**Description of the task:**
Arrange the part of the records below that opens with the line containing "Note to the class: locate the stage" and closes with the line containing "<point>1019,276</point>" as a Markdown table with the columns Row and Line. Give each line its number in Row, include both end lines, and leave out any blank lines.

──────── Material ────────

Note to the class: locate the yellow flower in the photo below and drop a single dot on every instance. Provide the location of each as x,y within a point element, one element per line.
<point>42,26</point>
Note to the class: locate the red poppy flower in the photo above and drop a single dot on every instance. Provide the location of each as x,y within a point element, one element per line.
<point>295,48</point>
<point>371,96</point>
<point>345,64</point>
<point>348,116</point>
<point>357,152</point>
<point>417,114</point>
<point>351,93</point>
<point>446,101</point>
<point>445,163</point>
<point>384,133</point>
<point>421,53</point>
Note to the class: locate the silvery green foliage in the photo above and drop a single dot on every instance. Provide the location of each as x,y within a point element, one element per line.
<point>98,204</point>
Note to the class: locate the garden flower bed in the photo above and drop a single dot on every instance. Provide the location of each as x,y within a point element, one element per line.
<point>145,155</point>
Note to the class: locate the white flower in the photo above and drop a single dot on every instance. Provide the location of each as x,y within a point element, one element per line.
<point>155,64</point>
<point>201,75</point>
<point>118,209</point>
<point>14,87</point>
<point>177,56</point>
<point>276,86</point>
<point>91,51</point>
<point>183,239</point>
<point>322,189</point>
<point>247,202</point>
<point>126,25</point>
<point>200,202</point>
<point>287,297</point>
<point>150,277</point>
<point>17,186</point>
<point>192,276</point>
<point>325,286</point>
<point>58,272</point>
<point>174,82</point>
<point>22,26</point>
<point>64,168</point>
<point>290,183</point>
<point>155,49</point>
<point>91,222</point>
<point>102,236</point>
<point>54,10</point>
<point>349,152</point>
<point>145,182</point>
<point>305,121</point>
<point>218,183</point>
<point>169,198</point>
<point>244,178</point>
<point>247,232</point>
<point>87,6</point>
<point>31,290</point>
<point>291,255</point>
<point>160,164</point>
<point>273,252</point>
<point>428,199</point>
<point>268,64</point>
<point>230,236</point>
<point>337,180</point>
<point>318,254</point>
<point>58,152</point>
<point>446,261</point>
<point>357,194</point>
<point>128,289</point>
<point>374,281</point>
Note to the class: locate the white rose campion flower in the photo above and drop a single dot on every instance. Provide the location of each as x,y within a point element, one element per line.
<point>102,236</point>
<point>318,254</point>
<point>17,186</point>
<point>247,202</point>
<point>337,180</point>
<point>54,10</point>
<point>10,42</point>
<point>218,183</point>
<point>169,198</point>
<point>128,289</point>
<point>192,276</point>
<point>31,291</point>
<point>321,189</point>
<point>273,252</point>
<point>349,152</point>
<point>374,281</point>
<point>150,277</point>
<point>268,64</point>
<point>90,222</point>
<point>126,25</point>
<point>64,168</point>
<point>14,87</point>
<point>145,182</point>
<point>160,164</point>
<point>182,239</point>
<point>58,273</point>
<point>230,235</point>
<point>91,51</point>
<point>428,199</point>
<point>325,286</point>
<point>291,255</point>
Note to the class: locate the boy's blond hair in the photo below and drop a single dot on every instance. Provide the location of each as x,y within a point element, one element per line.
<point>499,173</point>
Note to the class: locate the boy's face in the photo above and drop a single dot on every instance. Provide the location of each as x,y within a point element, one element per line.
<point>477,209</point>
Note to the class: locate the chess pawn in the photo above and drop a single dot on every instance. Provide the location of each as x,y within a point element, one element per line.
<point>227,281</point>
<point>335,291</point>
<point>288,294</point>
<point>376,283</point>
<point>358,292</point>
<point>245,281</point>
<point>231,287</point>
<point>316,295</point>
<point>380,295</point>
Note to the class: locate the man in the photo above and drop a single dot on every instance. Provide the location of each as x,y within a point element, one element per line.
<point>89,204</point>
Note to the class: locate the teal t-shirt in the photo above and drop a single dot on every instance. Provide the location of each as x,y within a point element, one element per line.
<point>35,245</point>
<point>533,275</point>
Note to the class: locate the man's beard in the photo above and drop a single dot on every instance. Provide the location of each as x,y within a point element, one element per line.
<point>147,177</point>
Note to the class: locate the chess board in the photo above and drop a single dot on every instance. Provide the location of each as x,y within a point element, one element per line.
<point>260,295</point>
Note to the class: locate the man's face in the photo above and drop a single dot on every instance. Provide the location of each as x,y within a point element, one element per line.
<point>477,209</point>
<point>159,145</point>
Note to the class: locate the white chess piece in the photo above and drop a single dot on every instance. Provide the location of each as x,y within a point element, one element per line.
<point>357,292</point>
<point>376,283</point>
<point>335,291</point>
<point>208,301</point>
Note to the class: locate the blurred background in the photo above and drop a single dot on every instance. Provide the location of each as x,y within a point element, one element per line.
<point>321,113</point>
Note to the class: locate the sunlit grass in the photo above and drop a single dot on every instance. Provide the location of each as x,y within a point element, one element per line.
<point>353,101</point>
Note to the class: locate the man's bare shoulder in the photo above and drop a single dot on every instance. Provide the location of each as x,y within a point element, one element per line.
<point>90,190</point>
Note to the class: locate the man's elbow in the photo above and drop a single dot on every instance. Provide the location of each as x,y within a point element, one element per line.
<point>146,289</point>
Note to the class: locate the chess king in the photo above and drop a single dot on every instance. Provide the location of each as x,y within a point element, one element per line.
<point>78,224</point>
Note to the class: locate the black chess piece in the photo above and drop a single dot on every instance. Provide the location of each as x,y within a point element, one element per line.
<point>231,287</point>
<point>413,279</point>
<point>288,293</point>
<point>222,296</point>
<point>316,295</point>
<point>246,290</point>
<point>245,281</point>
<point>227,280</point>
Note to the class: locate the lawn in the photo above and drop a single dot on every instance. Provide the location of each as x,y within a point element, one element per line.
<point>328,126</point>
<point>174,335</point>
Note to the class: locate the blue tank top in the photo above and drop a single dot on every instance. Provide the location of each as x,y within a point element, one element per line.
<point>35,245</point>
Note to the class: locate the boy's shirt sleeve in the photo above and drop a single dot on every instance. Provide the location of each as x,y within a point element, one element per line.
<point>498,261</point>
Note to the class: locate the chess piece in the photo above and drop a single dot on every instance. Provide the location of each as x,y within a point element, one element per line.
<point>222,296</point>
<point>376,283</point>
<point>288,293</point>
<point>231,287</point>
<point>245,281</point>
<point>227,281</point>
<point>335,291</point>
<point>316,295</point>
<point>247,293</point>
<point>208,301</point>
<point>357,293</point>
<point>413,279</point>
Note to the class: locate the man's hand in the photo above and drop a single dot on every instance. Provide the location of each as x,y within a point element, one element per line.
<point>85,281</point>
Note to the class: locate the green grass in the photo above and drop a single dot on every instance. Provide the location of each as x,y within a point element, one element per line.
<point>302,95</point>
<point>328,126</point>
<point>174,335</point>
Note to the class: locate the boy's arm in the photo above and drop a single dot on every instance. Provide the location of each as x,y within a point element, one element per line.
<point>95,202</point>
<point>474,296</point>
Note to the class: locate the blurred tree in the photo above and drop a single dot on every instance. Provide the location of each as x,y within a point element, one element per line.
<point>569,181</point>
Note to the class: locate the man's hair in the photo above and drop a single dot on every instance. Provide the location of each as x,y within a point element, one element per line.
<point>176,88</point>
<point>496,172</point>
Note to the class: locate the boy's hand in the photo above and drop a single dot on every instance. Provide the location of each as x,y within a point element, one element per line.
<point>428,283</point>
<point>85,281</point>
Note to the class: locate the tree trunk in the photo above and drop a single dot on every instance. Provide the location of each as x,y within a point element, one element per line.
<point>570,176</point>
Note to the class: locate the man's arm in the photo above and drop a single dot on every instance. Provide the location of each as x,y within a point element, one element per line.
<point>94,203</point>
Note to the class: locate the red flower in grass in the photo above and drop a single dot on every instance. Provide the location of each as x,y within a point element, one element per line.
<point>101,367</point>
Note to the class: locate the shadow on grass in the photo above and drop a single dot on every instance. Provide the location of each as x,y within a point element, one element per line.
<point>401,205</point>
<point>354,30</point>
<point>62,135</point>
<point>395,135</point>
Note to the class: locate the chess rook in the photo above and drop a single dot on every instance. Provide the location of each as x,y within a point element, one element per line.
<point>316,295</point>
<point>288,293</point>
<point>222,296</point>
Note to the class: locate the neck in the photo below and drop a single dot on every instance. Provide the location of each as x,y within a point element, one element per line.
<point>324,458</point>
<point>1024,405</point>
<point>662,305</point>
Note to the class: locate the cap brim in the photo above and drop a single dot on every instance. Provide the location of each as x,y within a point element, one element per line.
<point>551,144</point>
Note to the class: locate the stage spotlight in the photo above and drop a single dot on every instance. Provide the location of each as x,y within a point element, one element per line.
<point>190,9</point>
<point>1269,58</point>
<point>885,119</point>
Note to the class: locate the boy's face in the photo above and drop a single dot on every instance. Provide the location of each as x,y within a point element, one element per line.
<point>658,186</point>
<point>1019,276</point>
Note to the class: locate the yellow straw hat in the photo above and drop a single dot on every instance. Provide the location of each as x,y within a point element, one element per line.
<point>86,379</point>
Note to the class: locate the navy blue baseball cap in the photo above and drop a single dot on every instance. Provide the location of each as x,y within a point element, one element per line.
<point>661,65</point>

────────

**Result for this task:**
| Row | Line |
|---|---|
| 1 | Note to the class: locate the stage spotlight in the photo above and drop a single dot on every instance. Provide the location of each as x,y within a point element, one element per line. |
| 2 | <point>190,9</point> |
| 3 | <point>1269,58</point> |
| 4 | <point>885,119</point> |
| 5 | Note to the class: locate the boy's face in the photo above and drop a single dot on every instance. Provide the location of each as x,y within a point element, one element per line. |
| 6 | <point>658,186</point> |
| 7 | <point>1019,276</point> |